What the task requires:
Transcribe the tail of the listing: start at the line containing "Question. Place a dot on every instance of the white fur" and stop after the last line, keeping every character as is and adding nothing.

Exercise inputs:
========================================================================

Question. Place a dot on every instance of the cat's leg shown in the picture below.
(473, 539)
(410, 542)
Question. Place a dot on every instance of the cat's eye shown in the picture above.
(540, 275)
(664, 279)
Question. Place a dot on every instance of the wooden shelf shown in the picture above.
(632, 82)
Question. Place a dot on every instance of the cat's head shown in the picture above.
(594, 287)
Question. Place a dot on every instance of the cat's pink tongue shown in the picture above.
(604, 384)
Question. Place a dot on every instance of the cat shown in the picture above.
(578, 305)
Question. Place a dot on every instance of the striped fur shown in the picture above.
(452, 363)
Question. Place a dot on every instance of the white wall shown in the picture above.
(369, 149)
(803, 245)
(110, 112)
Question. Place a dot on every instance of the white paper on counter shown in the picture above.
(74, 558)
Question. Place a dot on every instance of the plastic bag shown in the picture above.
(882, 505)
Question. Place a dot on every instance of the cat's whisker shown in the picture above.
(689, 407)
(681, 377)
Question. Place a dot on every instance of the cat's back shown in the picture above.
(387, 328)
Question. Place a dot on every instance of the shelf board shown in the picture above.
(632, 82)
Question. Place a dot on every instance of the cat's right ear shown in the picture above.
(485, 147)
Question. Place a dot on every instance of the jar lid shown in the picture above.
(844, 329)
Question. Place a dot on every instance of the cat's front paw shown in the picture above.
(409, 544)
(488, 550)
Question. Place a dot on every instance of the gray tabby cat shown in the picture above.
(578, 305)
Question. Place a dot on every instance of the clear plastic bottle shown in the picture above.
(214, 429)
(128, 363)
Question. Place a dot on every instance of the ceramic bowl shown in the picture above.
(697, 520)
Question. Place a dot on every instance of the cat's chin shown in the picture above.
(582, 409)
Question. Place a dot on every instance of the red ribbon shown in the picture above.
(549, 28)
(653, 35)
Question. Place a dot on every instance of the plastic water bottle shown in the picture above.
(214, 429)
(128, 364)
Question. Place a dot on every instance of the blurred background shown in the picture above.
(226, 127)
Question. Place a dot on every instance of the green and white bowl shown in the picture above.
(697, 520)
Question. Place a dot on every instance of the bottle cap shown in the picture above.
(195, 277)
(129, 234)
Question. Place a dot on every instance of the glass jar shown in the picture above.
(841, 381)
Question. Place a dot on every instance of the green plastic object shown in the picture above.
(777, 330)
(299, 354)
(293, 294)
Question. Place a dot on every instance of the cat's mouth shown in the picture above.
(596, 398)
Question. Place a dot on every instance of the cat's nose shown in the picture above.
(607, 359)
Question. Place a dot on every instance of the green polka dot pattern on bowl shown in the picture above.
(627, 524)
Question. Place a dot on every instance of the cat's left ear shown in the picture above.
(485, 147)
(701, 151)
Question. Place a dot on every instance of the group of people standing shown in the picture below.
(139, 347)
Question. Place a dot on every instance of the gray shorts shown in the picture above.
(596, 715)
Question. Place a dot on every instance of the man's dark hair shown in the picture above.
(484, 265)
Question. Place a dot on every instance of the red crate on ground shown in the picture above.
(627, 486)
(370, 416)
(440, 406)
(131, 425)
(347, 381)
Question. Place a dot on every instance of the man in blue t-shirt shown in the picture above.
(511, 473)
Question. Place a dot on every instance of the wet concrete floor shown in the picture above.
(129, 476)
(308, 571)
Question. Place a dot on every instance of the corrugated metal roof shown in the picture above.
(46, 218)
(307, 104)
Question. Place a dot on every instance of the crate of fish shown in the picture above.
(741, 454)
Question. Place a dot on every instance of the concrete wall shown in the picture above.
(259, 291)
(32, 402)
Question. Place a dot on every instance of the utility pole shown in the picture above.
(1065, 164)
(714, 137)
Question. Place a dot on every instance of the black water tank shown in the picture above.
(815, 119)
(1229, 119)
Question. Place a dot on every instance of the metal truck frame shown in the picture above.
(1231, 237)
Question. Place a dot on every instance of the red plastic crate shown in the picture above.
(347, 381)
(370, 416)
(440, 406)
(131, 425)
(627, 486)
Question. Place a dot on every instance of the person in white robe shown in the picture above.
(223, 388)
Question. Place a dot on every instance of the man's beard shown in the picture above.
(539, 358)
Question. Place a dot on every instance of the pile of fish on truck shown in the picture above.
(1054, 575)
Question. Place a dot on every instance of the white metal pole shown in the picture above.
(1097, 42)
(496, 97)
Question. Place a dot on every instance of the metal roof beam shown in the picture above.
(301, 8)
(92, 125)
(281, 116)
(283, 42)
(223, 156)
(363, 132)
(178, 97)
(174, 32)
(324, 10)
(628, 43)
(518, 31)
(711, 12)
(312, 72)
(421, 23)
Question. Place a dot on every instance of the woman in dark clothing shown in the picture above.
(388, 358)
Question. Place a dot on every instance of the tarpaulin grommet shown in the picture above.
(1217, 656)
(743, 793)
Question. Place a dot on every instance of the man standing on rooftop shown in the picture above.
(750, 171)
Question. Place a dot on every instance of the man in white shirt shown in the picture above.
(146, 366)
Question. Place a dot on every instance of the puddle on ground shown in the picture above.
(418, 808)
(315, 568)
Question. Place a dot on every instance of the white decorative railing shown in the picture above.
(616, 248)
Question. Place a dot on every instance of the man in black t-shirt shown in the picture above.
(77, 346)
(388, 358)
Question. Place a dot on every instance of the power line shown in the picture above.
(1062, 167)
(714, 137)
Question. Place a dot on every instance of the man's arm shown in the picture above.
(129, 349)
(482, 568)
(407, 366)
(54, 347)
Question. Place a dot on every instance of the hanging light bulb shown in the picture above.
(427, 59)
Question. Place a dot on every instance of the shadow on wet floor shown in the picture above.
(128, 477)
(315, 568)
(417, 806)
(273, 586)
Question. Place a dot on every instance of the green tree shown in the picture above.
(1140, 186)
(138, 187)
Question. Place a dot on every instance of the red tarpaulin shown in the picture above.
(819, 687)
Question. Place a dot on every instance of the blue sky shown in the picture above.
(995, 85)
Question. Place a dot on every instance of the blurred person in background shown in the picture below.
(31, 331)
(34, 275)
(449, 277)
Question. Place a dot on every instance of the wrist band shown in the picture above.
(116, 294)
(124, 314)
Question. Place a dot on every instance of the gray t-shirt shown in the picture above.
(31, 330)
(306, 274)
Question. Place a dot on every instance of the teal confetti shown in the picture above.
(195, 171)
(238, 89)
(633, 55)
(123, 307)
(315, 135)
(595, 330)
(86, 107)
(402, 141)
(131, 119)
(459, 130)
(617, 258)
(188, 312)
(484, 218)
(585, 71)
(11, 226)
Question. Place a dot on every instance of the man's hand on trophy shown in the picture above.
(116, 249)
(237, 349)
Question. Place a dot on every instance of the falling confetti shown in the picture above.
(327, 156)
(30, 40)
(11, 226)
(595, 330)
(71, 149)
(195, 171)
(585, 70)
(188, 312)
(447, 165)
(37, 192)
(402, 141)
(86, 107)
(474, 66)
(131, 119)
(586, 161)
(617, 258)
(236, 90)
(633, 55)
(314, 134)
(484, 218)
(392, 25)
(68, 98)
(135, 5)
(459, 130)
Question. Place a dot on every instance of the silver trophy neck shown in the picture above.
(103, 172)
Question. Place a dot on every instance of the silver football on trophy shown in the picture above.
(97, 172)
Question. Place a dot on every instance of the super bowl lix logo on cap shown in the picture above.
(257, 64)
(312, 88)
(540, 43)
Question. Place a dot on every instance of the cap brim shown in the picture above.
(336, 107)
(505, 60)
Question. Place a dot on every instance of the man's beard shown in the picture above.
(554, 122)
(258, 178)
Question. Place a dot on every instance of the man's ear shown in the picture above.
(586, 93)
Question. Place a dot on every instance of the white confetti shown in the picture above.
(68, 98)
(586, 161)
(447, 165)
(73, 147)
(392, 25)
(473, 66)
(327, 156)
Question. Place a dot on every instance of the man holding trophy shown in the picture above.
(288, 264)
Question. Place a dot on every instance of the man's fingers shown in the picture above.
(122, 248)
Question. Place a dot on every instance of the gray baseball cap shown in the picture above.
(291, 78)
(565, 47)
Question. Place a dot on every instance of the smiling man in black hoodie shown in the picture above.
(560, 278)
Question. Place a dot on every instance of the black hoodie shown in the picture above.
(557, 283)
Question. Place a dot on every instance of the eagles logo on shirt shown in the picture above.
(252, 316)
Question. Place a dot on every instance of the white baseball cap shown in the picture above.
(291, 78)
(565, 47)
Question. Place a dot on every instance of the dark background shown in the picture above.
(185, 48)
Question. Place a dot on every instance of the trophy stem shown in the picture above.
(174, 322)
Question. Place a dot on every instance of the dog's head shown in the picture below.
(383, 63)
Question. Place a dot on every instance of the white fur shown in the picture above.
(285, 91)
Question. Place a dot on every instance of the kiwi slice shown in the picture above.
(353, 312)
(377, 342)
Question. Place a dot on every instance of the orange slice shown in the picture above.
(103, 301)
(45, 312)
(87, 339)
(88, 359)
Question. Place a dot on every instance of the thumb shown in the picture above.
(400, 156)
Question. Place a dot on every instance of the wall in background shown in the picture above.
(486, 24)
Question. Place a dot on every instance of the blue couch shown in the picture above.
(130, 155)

========================================================================

Response below:
Question. Place a dot on every instance of the white fur shown in the picture above.
(285, 91)
Question. Place a dot on every instance of the kiwi slice shown in the picture above.
(353, 312)
(377, 342)
Question. Place a dot on every instance of the orange slice shown in the picture above.
(103, 301)
(45, 312)
(87, 339)
(88, 359)
Question. Place a dot on every instance of the thumb shown in the picture above.
(400, 156)
Question. Place a dot on every instance of the wall in background shown in the picture above.
(486, 24)
Question. Place a dot on every instance of the blue couch shown in the picture above.
(130, 155)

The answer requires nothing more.